**Selected extract:**
Segment Open

Monday, December 2, 2013

Breath as Beloved: Pranayama





Breathing is about as intimate as it gets.  Every cell of the body requires breath for what is called cellular respiration – taking in oxygen and releasing carbon dioxide.  We take in air - our atmosphere – into our cells.  The pathway is a bit complex if you stop to notice it:  from the nose to the pharynx to the larynx to the trachea and into the lungs to the pulmonary capillaries to the heart to the aorta and finally to the individual cells.  And of course, it is reversed for the carbon dioxide.  All of this we do all the time without necessarily noticing.  In pranayama we practice noticing. 

A poem by Jane Kenyon:

In and Out

The dog searches until he finds me
upstairs, lies down with a clatter
of elbows, puts his head on my foot.

Sometimes the sound of his breathing
saves my life – in and out, in
and out; a pause, a long sigh…

Recently, I shared a room with someone.  At 4:30am as I lay awake I listened to my roommate breathing.  The sound of breath, another’s breath, my own breath, in the quiet of the early morning, felt as if I was listening to the earth breathing, or perhaps the universe.

The yogis have paid a lot of attention to breathing. Breath and consciousness, they said, are two sides of the same coin.  Changing our breath through pranayama will inevitably change who we are.[1] To state the obvious, breath is life.  The yogis however, went farther in their investigations.  Breathing, they suggest, is our vehicle to touching prana, the “subtle energy that pervades every corner of the universe.”[2] The old yoga guides said that: “just as each of us breathes along and so lives in and through prana, so, too, does the entire universe.”[3]  This is undifferentiated cosmic prana or first prana.  This prana is intelligence and creativity.  Cosmic prana is also considered by some of the old guides as the source of everything.  It links us to the essence of our lives. 

After watching a cosmology course with my brain group I have been asking myself how one might tap into the amazing energy that is clearly present in the universe.  Scientists have been attempting this for a long time, of course, with technology and we consequently have nuclear energy and nuclear weapons that could destroy us all.  My musings have been much more modest and low tech.  I have wondered if the yogis might not have been on to something about tapping into the energy of the universe with the practice of pranayama.    

Thanks initially to Rodney Yee, who taught early morning pranayama at all of the five week long teacher trainings I attended very soon after I began practicing asana, I have always included some pranayama in my morning practice.  At times however, it has felt laborious and boring.  Over the last few years as I dropped increasingly into a place of feeling depleted in energy, I have been drawn back to a curiosity around pranayama, like a wounded animal searching for some kind of solace when I could not continue the vigorous asana practice I had been accustomed to.  The two times I have now attended Patricia Walden in Durango, CO, the highlight of the week has been the afternoon pranayama practice.  This last year she told me clearly that it is my energy body rather than my physical body that is depleted and I need to spend more time with pranayama – confirming the direction I was already going.

Segment Closed

**Prompt:** Continue the blog post on pranayama from the point where it stops.

(Stored items)
Segment Open

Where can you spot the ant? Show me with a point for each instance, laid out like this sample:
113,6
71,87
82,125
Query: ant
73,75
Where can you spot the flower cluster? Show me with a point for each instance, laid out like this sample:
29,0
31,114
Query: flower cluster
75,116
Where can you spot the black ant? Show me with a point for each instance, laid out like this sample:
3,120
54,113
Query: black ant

Segment Closed
Segment Open

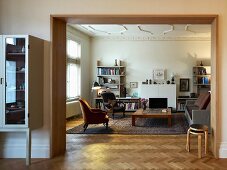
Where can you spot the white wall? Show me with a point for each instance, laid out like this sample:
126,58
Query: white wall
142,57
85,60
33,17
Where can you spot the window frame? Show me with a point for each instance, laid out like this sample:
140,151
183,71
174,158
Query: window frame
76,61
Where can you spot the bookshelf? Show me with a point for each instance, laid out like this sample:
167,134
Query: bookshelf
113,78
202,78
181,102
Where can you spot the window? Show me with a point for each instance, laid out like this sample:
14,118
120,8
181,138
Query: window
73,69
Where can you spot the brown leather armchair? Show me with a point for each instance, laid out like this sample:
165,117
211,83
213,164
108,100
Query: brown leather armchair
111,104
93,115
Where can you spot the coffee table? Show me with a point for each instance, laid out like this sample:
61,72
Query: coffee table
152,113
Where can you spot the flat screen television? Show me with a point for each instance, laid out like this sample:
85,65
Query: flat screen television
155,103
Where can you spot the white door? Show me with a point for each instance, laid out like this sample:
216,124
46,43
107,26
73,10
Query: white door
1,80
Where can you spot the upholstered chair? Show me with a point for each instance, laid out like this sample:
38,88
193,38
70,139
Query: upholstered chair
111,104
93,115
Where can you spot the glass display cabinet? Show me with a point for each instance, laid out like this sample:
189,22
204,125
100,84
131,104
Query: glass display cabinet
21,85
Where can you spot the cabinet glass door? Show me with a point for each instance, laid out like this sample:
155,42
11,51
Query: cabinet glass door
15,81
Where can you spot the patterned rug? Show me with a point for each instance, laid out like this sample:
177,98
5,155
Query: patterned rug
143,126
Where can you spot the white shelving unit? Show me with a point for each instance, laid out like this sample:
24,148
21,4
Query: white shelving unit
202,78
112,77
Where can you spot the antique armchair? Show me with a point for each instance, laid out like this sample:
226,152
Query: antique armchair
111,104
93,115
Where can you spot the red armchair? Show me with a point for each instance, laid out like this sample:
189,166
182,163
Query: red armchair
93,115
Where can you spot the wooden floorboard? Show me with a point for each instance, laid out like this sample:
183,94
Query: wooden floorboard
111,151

Segment Closed

**Response area:**
And so I have spent more time in this most mysterious of practices – pranayama. 
And so I have fallen in love. 
And so my breath has become my beloved. 
And so my breath has become an opening to what the yogis call cosmic breath.
And so there have been times when I have tasted sweetness of something there are not words for. 
    
Ah but one must be careful:  “Just as lions, elephants and tigers are gradually controlled, so the prana is controlled through practice.  Otherwise the practitioner is destroyed.  By proper practice of pranayama, all diseases are eradicated.  Through improper practice, all diseases can arise.”[4]

Breath is air and air is wind.  There is a grandfather Medicine Man in a movie I quite love, Thunderhart.  The grandfather says, “Listen to the wind.”  I listen to the wind when I remember to do so.  Yesterday I could hear winter in the mountains when the wind was blowing.  It has a distinct sound.  When I hear winter in the mountains riding on the wind I remember sitting beside Pear Lake at 10,000ft in August and I am glad there are places in the mountains that close their doors to humans for part of the year. 

Listen to the wind. 
Listen to your breath.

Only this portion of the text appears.